• _Challenge A_
In the forum post below about building a Russell grader, at what scale was the model built?
— start of Text shown —
# Russell Grader



## Oldmechthings (Feb 24, 2008)

We were watching the Antique Road Show on TV and some fellow had brought in a little horse drawn road grader. It had been a salesman's sample of an Adams road grader. I was quite intrigued with it and thought that would be something interesting to build a model of. My dad had an Adams grader to smooth the roads on the farm, but the farm had been sold and besides it was a hundred miles away. I did have a book about Russell Graders, so I picked one of those to model. According to the book their "Highway Patrol No. 2" was their most popular model, although perhaps not their biggest or best. It probably suited more clients needs. There were a couple photographs plus a list of specifications, which was very helpful in getting started sizing it. My model was built 1/10th scale. Same as the hay press and manure spreader.












It was so tiny that I put the lettering on freehand with a little brush. The angle frame was made by splitting 1/16" wall square tubing and then milling the legs of the angle to size. The seat was pounded out on a bench block, and the holes punched with a slotting punch made from tool steel, on the end grain of a scrap of hard wood.
  Oh, I also need to mention that Russell was an aggressive company, and kept upgrading, redesigning and experimenting, using tractors etc. for power. This did not go on unnoticed. In 1928 Caterpillar Company acquired the Russell Company. So when you see one of those big old Caterpillar graders going down the road, remember the little horse drawn Russell grader was it's predecessor.
         Birk


----------



## Powder keg (Feb 24, 2008)
— end of Text shown —
• _Challenge B_
In the records below, locate every line containing the string "purple" and copy each one. Case counts.
— start of Data supplied —
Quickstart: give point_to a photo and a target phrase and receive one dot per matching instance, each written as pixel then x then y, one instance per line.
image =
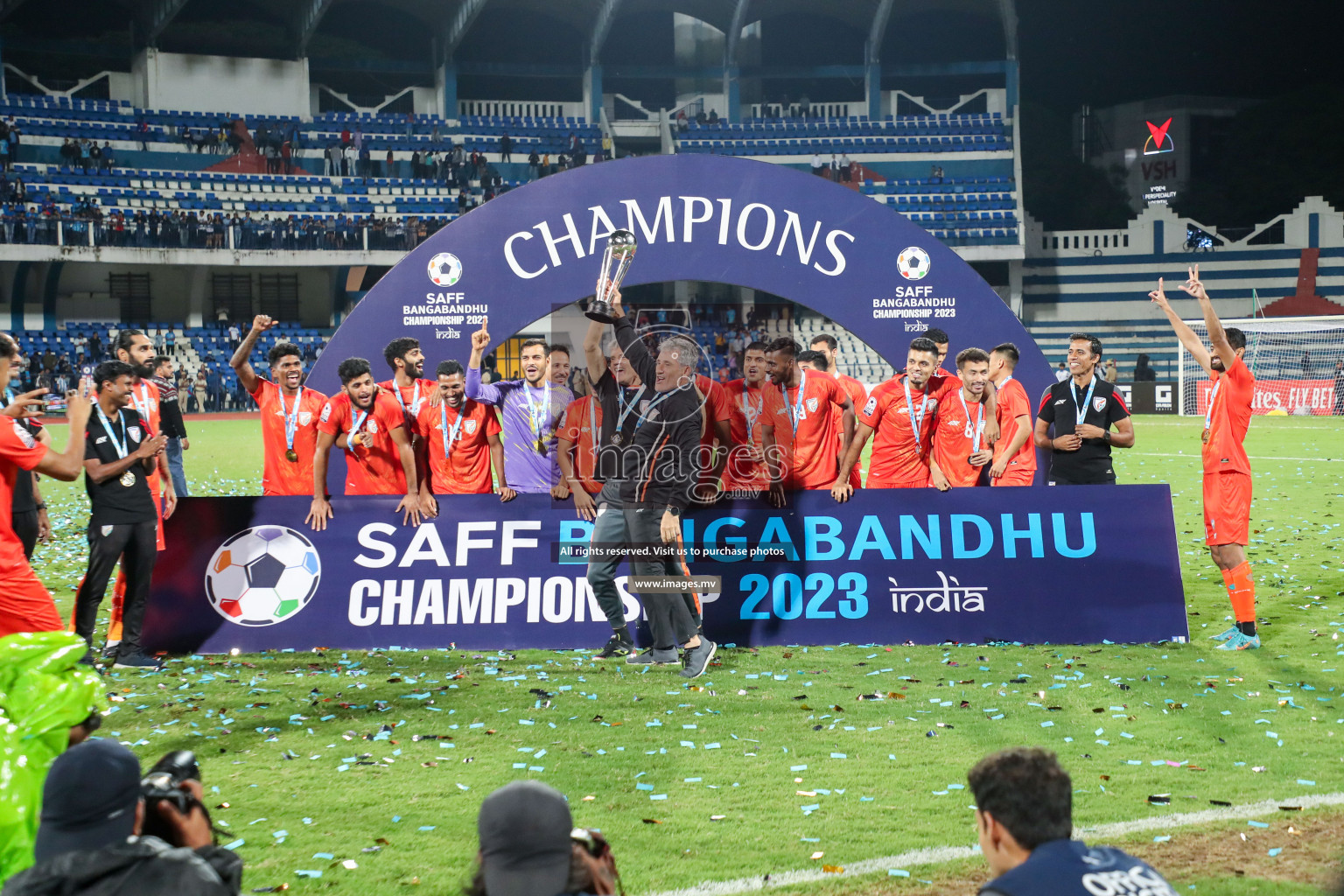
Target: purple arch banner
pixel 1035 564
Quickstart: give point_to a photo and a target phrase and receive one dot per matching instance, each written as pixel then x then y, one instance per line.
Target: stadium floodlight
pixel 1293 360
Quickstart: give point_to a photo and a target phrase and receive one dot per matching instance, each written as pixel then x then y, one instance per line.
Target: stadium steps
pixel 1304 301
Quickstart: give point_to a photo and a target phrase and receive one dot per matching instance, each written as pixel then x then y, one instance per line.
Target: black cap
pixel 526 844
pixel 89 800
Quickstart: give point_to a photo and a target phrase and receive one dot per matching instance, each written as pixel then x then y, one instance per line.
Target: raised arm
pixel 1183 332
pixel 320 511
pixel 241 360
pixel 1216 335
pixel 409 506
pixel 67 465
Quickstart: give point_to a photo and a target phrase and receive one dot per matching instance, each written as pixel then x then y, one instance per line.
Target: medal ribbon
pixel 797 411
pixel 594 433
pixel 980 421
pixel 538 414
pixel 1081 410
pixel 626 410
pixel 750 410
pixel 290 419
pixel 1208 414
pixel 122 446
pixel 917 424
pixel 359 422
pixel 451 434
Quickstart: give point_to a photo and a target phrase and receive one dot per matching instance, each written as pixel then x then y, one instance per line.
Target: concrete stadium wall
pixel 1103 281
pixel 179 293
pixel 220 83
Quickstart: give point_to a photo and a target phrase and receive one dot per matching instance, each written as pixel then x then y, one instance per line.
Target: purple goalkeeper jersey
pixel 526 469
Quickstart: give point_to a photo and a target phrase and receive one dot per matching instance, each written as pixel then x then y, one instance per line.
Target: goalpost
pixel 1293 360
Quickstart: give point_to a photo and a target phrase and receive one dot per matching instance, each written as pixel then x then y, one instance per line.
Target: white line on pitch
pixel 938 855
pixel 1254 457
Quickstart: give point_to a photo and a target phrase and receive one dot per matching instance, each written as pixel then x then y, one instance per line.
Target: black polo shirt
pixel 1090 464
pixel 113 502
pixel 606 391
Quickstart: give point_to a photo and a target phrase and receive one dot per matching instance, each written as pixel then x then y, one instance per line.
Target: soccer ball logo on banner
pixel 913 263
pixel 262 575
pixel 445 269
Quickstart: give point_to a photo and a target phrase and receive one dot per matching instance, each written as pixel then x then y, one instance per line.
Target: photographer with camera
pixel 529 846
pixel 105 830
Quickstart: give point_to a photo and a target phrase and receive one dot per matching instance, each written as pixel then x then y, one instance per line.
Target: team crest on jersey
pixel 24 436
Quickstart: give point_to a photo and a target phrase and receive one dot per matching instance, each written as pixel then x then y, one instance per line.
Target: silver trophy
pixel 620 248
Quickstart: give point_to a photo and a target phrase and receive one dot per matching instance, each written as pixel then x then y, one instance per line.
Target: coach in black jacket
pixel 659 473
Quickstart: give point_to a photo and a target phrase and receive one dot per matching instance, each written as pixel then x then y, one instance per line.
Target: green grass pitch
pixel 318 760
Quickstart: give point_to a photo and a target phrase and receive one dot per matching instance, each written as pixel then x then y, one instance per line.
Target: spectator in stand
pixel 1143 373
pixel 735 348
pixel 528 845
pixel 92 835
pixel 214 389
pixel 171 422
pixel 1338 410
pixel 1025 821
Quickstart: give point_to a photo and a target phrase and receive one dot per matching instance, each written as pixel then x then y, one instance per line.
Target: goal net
— end of Data supplied —
• _Solution A_
1/10th scale

• _Solution B_
Target: purple arch banner
Target: purple goalkeeper jersey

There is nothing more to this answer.